__Problem A__
Transcribe the part of the paper summary that opens with the words containing "- Novel dual" and closes with "or rating systems.".

__Source extract__
Highlights & Insights¶
- Significant theoretical contribution: The paper provides the first proof that preference-free algorithms necessarily fail (\(\Omega(T)\) lower bound) when the Pareto front contains conflicting arms, establishing a rigorous theoretical motivation for preference-aware MO-MAB customization.
- Counter-intuitive finding: Pareto-optimal (high-reward) arms are actually detrimental to preference learning — larger rewards amplify the noise introduced by stochastic preferences, overturning the intuition that "better arms carry more information."
- Elegant WLS weight design: Setting \(w_t = \omega / \|\boldsymbol{r}_t\|_2^2\) eliminates the input dependence of residual noise, transforming a non-standard regression problem into a canonical sub-Gaussian noise model.
- Novel dual exploration mechanism: The pseudo information gain bonus can estimate the contribution of selecting a given arm to preference learning before observing rewards, effectively balancing local and global exploration.
- Strong framework unification: PRUCB-UP can be viewed as a special case of PRUCB-HP with zero preference noise; both algorithms share the same algorithmic skeleton.
Limitations & Future Work¶
- Synthetic data only: Experiments are conducted exclusively on synthetic data, without validation on real recommendation or rating systems.
- Linear preference assumption: The overall reward is defined as an inner product of preference and reward vectors (linear model), which cannot capture nonlinear user satisfaction functions.
- Preference independence assumption: Assumption 3 requires preferences to be independent of rewards, which may not hold in certain scenarios (e.g., price-sensitive users may shift preferences in response to high-priced items).
- Preference stationarity: Each user's preference mean \(\bar{\boldsymbol{c}}^n\) is assumed fixed; preference drift is not considered.
- Scalability: The WLS estimator requires maintaining a \(D \times D\) Gram matrix and its inverse, incurring high computational cost in high-dimensional objective spaces.
- User rotation protocol: The block-rotation protocol used in experiments is somewhat specific and may not generalize to more realistic recommendation scenarios.

__Exercise input__
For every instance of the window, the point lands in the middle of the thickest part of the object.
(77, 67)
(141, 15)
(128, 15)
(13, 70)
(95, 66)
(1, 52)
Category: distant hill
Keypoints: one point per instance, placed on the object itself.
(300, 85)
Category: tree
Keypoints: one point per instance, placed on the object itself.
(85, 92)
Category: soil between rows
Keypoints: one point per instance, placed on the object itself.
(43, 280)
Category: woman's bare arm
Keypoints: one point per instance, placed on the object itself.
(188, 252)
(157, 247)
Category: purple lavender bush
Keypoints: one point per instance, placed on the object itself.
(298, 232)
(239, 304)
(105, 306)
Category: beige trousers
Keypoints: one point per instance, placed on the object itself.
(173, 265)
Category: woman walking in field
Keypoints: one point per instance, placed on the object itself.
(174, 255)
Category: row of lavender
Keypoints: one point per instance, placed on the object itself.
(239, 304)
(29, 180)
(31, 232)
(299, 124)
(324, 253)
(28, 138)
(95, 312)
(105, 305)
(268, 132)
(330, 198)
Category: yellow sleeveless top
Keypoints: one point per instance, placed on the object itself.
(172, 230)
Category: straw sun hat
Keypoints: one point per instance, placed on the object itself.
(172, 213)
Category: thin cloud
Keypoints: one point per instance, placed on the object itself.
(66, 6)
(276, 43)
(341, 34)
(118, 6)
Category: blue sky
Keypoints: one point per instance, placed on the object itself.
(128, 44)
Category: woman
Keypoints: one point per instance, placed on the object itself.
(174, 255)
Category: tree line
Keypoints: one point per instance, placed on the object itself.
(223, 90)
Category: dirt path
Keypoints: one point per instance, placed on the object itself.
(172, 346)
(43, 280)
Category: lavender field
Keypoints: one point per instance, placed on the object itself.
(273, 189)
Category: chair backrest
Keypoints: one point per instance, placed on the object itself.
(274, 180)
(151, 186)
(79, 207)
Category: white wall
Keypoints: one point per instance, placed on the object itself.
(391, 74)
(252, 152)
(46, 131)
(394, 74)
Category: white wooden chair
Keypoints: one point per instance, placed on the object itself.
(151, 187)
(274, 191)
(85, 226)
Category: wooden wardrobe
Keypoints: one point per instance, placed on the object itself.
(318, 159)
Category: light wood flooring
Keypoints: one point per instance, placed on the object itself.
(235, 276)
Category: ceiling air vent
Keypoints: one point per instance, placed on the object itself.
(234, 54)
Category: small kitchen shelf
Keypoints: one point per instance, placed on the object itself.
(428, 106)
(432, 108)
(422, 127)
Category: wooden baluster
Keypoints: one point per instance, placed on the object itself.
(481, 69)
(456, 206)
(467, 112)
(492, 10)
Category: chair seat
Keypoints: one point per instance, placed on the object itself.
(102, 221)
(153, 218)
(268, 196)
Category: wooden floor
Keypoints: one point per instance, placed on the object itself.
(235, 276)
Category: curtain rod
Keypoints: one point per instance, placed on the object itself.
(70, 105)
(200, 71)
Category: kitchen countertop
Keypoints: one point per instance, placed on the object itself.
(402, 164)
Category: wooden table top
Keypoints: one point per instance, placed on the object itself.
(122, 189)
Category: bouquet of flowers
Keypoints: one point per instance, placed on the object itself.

__Problem B__
Express the records from the line containing "Category: small kitchen shelf" through the end of the records as a JSON list of strings, one string per line, with blank lines omitted.

__Correct output A__
- Novel dual exploration mechanism: The pseudo information gain bonus can estimate the contribution of selecting a given arm to preference learning before observing rewards, effectively balancing local and global exploration.
- Strong framework unification: PRUCB-UP can be viewed as a special case of PRUCB-HP with zero preference noise; both algorithms share the same algorithmic skeleton.
Limitations & Future Work¶
- Synthetic data only: Experiments are conducted exclusively on synthetic data, without validation on real recommendation or rating systems.

__Correct output B__
[
  "Category: small kitchen shelf",
  "Keypoints: one point per instance, placed on the object itself.",
  "(428, 106)",
  "(432, 108)",
  "(422, 127)",
  "Category: wooden baluster",
  "Keypoints: one point per instance, placed on the object itself.",
  "(481, 69)",
  "(456, 206)",
  "(467, 112)",
  "(492, 10)",
  "Category: chair seat",
  "Keypoints: one point per instance, placed on the object itself.",
  "(102, 221)",
  "(153, 218)",
  "(268, 196)",
  "Category: wooden floor",
  "Keypoints: one point per instance, placed on the object itself.",
  "(235, 276)",
  "Category: curtain rod",
  "Keypoints: one point per instance, placed on the object itself.",
  "(70, 105)",
  "(200, 71)",
  "Category: kitchen countertop",
  "Keypoints: one point per instance, placed on the object itself.",
  "(402, 164)",
  "Category: wooden table top",
  "Keypoints: one point per instance, placed on the object itself.",
  "(122, 189)",
  "Category: bouquet of flowers",
  "Keypoints: one point per instance, placed on the object itself."
]